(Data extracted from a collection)
━━━━━━━━━━━━━━━━━━━━

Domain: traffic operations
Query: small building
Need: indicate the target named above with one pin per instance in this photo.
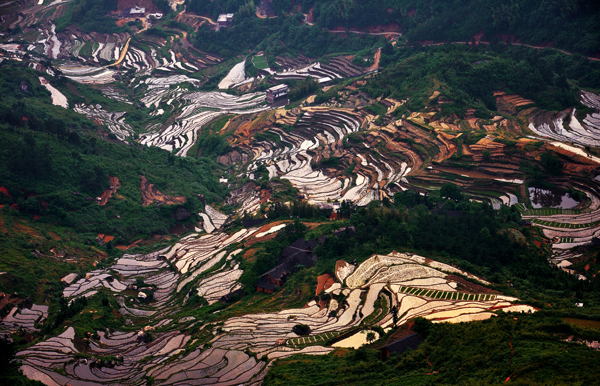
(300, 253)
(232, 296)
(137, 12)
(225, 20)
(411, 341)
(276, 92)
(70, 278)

━━━━━━━━━━━━━━━━━━━━

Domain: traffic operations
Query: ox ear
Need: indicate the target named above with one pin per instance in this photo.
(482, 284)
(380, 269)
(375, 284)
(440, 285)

━━━━━━━━━━━━━━━━━━━━

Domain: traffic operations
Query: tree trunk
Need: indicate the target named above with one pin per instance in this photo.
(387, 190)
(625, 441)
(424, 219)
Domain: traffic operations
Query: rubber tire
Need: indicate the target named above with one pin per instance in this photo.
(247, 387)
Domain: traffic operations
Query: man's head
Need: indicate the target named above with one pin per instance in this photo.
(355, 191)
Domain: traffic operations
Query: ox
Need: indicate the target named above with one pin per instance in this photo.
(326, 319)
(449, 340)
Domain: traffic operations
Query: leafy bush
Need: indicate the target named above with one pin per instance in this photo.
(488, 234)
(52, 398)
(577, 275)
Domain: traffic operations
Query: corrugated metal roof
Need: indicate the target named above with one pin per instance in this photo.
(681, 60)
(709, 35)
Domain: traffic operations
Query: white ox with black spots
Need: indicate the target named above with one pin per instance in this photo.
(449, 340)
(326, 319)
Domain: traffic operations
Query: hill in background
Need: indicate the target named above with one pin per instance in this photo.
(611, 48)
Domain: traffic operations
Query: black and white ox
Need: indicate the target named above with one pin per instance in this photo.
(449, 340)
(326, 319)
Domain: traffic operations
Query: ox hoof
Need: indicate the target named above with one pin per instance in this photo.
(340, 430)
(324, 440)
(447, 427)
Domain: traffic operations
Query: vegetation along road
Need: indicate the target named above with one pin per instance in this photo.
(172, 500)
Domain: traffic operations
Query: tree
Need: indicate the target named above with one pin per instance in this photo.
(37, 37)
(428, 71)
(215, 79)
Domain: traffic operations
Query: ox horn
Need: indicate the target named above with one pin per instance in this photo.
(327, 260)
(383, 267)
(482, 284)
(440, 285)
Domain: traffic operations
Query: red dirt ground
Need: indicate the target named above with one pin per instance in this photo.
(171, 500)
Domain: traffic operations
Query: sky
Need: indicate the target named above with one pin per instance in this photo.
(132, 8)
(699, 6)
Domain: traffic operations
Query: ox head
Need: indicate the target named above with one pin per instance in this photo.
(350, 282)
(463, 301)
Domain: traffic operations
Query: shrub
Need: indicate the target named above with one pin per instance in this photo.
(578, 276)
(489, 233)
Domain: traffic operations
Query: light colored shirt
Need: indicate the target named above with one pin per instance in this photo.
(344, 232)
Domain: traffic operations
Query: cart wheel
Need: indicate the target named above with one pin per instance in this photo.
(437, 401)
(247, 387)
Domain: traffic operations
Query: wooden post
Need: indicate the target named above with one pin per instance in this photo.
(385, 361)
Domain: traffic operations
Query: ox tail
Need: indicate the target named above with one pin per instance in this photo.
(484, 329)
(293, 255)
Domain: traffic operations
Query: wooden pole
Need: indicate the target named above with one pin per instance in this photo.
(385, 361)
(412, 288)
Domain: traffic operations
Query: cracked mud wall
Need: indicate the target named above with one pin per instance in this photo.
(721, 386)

━━━━━━━━━━━━━━━━━━━━

● ABOUT THIS EXERCISE
Show all lines above that contain "wooden".

● YOUR RESPONSE
Query: wooden post
Query: wooden pole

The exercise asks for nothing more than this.